── RECORD SET

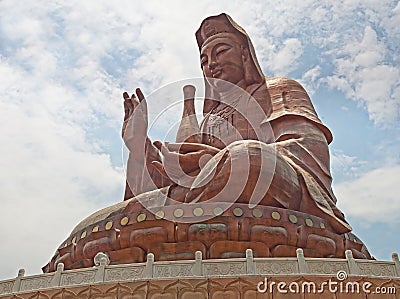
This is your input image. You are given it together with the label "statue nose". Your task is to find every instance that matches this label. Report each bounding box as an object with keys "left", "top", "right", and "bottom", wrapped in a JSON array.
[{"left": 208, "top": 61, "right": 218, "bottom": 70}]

────
── RECORD SET

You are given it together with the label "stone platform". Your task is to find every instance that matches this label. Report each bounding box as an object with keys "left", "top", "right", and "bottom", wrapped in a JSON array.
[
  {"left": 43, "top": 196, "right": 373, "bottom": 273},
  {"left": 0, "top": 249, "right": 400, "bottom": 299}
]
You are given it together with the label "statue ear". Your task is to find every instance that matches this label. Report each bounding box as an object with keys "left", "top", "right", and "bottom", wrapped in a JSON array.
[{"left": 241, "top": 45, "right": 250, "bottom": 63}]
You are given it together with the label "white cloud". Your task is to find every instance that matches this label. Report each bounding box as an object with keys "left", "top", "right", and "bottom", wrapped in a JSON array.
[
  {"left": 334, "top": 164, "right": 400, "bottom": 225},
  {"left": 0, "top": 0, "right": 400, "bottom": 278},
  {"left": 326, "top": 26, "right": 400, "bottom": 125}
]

────

= TASK TO CARRY OUT =
Please gather every line above that contains the word "statue" and copy each one in full.

= EXERCISE RESPONSE =
This is your input image. You are given it together with the label "statue nose". Your task is to find every instance that matches this label. Report each bounding box as an object with keys "left", "top", "right", and "bottom", wrapped in a JSON array.
You are given it together with the label "statue ear". Your task is to find every instance that matches this label. Report each bounding box as an object with keys "left", "top", "right", and "bottom", wrapped in a JSON array.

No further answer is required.